**WHAT TO DO**.
[a] Check each statement against the forum thread on generating value combinations in SQL, and answer yes or no for each, quoting the words from the thread that settle it. (i) The poster wants to avoid using dynamic SQL. (ii) Values from the same group may be combined with each other. (iii) The thread still accepts new replies.
[b] Pick up the forum thread on generating value combinations in SQL after its final sentence and write what comes next.

**DOCUMENT EXTRACT**.
Tek-Tips is the largest IT community on the Internet today!

Members share and learn making Tek-Tips Forums the best source of peer-reviewed technical information on the Internet!

  • Congratulations Mike Lewis on being selected by the Tek-Tips community for having the most helpful posts in the forums last week. Way to Go!

All possible combinations with a twist 1

Status
Not open for further replies.

ZenRaven

Programmer
Mar 13, 2007
84
US
I've been working on a problem that I can't quite figure out. I've tried different combinations of cross joins, CTEs, windowing functions, etc but could never quite get there. I'm also not wanting to go the dynamic SQL route. Can someone please help?

Given a variable set of grouped values produce all possible combinations vertically (derived group, value)

Additional criteria:
1 - No 2 combinations should have the same set of values, regardless of order. Example: If you already have (1,2) then don't produce (2,1), if (1,2,3) then no (1,3,2),(2,1,3),(2,3,1),(3,1,2),(3,2,1)
2 - Values of the same group should not combine
3 - all values are unique, regardless of group. The only reason for the initial grouping is to apply rule #2

Given the starting groups and values of

1 8
2 7
2 9
3 1
3 6
3 3

produce

1 8
2 7
3 9
4 1
5 6
6 3
7 8
7 7
8 8
8 9
9 8
9 1
10 8
10 6
11 8
11 3
12 7
12 1
13 7
13 6
14 7
14 3
15 9
15 1
16 9
16 6
17 9
17 3
18 8
18 7
18 1
19 8
19 7
19 6
20 8
20 7
20 3
21 8
21 9
21 1
22 8
22 9
22 6
23 8
23 9
23 3

Another way to think about it without the derived grouping and vertical output is this

8
7
9
1
6
3
8 7
8 9
8 1
8 6
8 3
7 1
7 6
7 3
9 1
9 6
9 3
8 7 1
8 7 6
8 7 3
8 9 1
8 9 6
8 9 3
 
I'm sorry, but I don't understand the question. It usually helps when there is sample data and expected results, but this one has me baffled. Can you try explaining this a little more, particularly the inputs and how the outputs are generated.

**GIVEN INFORMATION**.
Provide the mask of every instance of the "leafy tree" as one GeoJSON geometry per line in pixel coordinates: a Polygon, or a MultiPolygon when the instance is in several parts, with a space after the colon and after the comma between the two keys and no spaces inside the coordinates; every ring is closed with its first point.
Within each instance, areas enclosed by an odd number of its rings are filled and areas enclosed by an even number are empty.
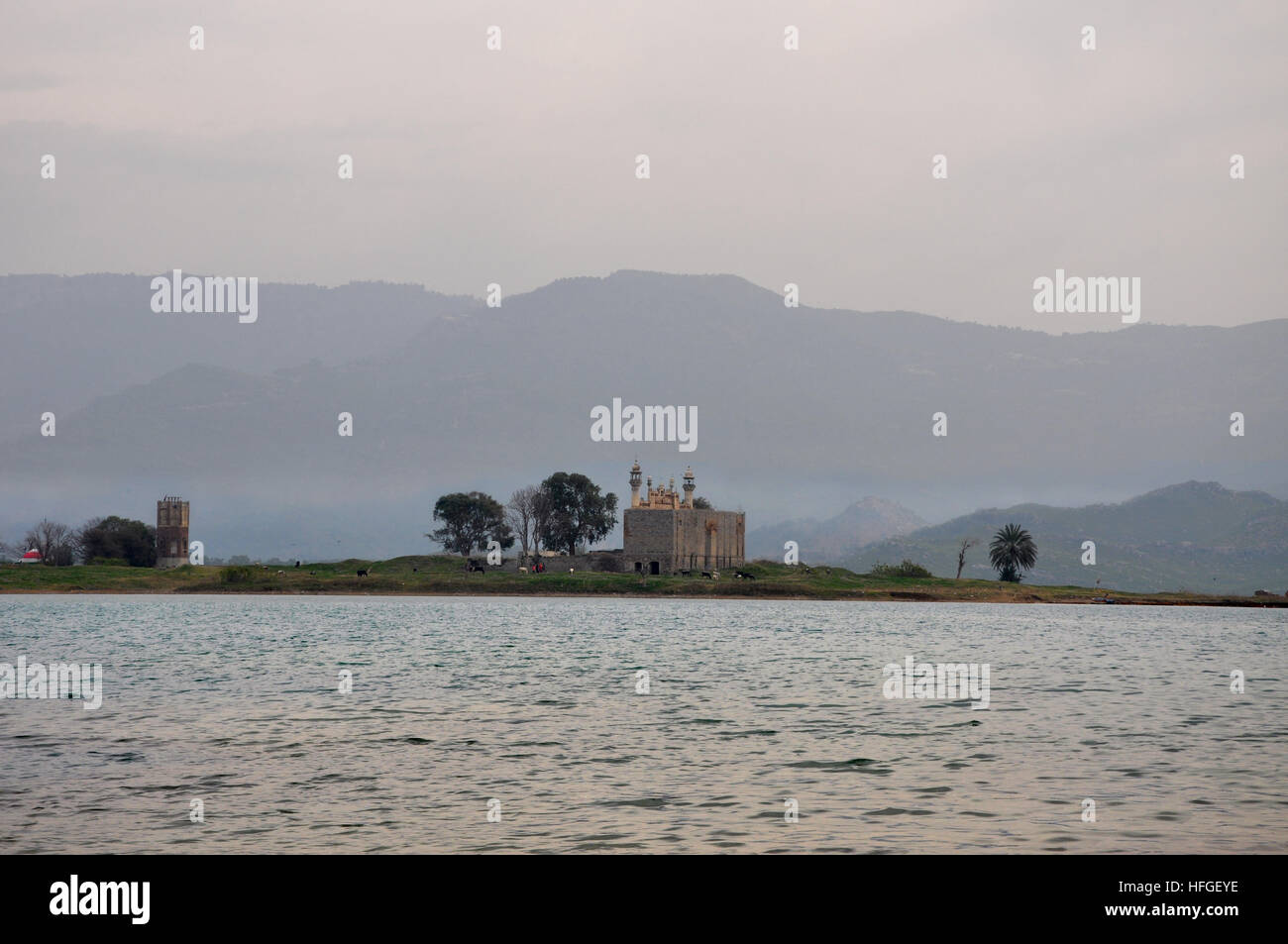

**RESPONSES**.
[a]
(i) Yes: "I'm also not wanting to go the dynamic SQL route."
(ii) No: "Values of the same group should not combine"
(iii) No: "Not open for further replies."

[b]
-George
Microsoft SQL Server MVP
My Blogs
SQLCop
twitter
"The great things about standards is that there are so many to choose from." - Fortune Cookie Wisdom
 
Thanks, that makes me feel better that it's not only me that has a hard time understanding it.

Here's the manual, non-vertical method for producing the output

SQL:
CREATE TABLE #temp1 (GroupID INT, MyValue INT)

INSERT INTO #temp1 (GroupID, MyValue)
VALUES  (1,8),(2,7),(2,9),(3,1),(3,6),(3,3)

--1st set of possibilities
SELECT MyValue
FROM #temp1

--2nd set of possibilities
SELECT a.MyValue, b.MyValue
FROM #temp1 a
JOIN #temp1 b
ON a.GroupID < b.GroupID

--3rd set
SELECT a.MyValue, b.MyValue, c.MyValue
FROM #temp1 a
JOIN #temp1 b
ON a.GroupID < b.GroupID
JOIN #temp1 c
ON b.GroupID < c.GroupID

DROP TABLE #temp1

My problem is that there can be a variable number of starting values
With this in mind, my output needs to be in grouped vertical sets so I'm only returning 2 columns. 1 that groups the numbers together and the number itself
See OP for what the final output should look like for this example (23 groups of 1,2 or 3 values)
 
I'm so close. The DENSE_RANK in the recursive member of the CTE is what's incorrect. I was hoping I could partition by a number of rows which is why I included the level. I'm using SS2012 and saw a ROWS clause but it kept throwing error about being used in a windowing function and I'm not sure it would do what I want anyway.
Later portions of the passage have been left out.